**TASK DESCRIPTION:**
Arrange the rows below as a JSON list of strings, one string per line, skipping blank lines. Leave the pictures out of your answer.

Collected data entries
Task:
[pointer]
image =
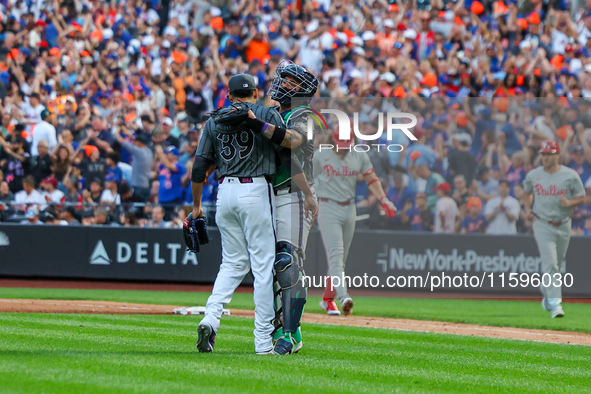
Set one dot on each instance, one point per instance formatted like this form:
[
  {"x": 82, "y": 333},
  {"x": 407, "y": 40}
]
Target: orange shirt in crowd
[
  {"x": 386, "y": 42},
  {"x": 257, "y": 50},
  {"x": 180, "y": 95}
]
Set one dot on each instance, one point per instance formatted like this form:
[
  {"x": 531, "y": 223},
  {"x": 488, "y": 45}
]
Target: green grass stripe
[
  {"x": 135, "y": 353},
  {"x": 525, "y": 314}
]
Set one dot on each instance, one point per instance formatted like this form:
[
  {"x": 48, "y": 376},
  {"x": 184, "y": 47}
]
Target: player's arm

**IN RESPONSE:**
[
  "Task:",
  "[pointer]",
  "image =",
  "Set one dot on each instance, one point per instance formatted like this form:",
  "[",
  "  {\"x\": 82, \"y\": 333},",
  "  {\"x\": 407, \"y\": 40}",
  "]",
  "Target: orange shirt in crowd",
  "[",
  "  {\"x\": 386, \"y\": 42},",
  "  {\"x\": 257, \"y\": 50},",
  "  {\"x\": 180, \"y\": 95}",
  "]",
  "Set one dot on each instance, one point per instance formatted like this form:",
  "[",
  "  {\"x\": 531, \"y\": 223},",
  "  {\"x\": 488, \"y\": 45}",
  "]",
  "Target: green grass stripe",
  "[",
  "  {\"x\": 135, \"y\": 353},",
  "  {\"x\": 525, \"y\": 314}",
  "]",
  "Set one dot on each instance, one point per instance formatted like this form:",
  "[",
  "  {\"x\": 48, \"y\": 376},",
  "  {\"x\": 184, \"y\": 47}",
  "]",
  "Target: player's arm"
]